*Stated exercise:* Extract every line of the records below word for word, leaving out the pictures.
----
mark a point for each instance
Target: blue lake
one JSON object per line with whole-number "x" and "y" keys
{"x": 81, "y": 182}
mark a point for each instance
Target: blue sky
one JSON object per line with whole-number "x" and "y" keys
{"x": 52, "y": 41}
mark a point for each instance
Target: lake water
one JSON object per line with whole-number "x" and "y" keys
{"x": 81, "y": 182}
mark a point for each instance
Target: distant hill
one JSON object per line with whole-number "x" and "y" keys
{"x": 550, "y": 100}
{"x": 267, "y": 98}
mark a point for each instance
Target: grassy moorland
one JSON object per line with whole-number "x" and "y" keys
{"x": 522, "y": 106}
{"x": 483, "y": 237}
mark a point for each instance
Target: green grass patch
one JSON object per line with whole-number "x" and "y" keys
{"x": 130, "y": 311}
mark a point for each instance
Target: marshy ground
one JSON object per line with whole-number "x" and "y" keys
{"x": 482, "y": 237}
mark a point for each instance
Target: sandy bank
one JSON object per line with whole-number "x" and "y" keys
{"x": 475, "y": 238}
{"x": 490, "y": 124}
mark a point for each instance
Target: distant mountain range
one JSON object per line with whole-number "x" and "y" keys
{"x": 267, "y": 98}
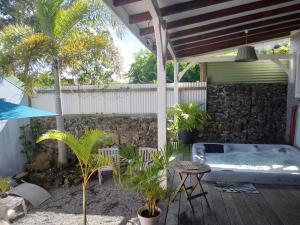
----
*Correct answer:*
mark a point for each instance
Target: blue lake
one JSON object per line with whole-number "x" and "y" keys
{"x": 81, "y": 182}
mark a point for each instance
Target: blue sky
one JSON object per line with whole-number "x" and "y" keys
{"x": 52, "y": 41}
mark a point for each instance
Target: lake water
one JSON object per line with whole-number "x" and "y" keys
{"x": 81, "y": 182}
mark a point for each instance
Target: distant hill
one JSON object per line with whole-number "x" and "y" keys
{"x": 550, "y": 100}
{"x": 267, "y": 98}
mark a point for each instance
Target: grassy moorland
one JSON object per line with whole-number "x" and "y" keys
{"x": 522, "y": 106}
{"x": 483, "y": 237}
mark a point for each instance
Target: green grass patch
one JSON object per line with whole-number "x" and "y" keys
{"x": 130, "y": 311}
mark a point for each instance
Target: marshy ground
one JSON object per line with whole-number "x" and "y" keys
{"x": 482, "y": 237}
mark a point for each instance
Target: sandy bank
one JSON object per line with whole-number "x" and "y" keys
{"x": 475, "y": 238}
{"x": 490, "y": 124}
mark a point for each instance
Target: distant mountain range
one JSON object per line with whole-number "x" and "y" keys
{"x": 267, "y": 98}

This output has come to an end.